JOB:
Can you repeat the material below, from the line containing "Where can the mossy" down to the end, swapping "instance" for "occurrence" and leaving everything else as it is?

________________

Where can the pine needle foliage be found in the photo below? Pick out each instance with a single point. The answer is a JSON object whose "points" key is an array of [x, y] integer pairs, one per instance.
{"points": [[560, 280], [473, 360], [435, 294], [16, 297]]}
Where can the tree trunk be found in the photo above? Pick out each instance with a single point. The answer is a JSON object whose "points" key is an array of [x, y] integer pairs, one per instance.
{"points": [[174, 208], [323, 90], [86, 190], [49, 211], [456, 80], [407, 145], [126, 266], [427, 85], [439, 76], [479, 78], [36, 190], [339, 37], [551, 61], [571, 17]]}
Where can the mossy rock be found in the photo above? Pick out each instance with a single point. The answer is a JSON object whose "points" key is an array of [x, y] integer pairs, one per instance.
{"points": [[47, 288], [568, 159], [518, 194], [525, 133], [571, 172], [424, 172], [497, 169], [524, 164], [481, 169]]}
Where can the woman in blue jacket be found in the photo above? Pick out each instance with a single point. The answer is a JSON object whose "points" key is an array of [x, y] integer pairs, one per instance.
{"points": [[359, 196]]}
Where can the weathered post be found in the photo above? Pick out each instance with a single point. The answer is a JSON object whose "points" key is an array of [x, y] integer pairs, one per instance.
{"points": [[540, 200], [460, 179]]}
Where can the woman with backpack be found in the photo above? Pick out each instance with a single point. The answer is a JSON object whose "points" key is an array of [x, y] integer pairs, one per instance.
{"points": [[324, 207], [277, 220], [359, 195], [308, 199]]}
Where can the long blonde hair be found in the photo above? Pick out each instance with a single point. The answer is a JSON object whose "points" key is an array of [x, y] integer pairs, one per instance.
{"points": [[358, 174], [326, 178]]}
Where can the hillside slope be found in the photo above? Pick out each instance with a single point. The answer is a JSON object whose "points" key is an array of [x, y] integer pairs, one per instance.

________________

RESPONSE FOR THIS EXERCISE:
Where can the mossy rock be found in the photo above? Pick out each occurrence with a single point. The answer is a JSON object whose "points" key is an array of [x, y] integer pairs, one per occurrence.
{"points": [[47, 288], [568, 159], [518, 194], [525, 133], [571, 172], [424, 172], [497, 169], [524, 164], [481, 169]]}
Where can the woman in blue jacket be found in the photo above? Pick out each occurrence with a single point. The answer is a JSON object whose "points" key is an array of [x, y] integer pairs, one per occurrence.
{"points": [[359, 196]]}
Where can the weathered post be found in the photo above? Pick out each occurrence with a single point. The answer is a JSON object whose "points" key is an array of [x, y] integer pairs, one per occurrence.
{"points": [[540, 200], [460, 179]]}
Where can the woman with backpack be found in the photo above? Pick out each occurrence with a single point. The answer is a JSON object whose "points" key is an array of [x, y] integer pairs, one per occurrence.
{"points": [[324, 207], [277, 220], [359, 195], [308, 199]]}
Where can the long blonde hair be found in the photo above? Pick out each occurrence with a single point. The answer is a JSON object whose "points" key is an array of [x, y] integer pairs, one per occurrence.
{"points": [[358, 174], [326, 178]]}
Where can the hillside slope be found in the photo above? Pick out each occurrence with a single point. The answer is a JSON object whose "points" key is an array of [x, y] integer pairs, one per occurrence.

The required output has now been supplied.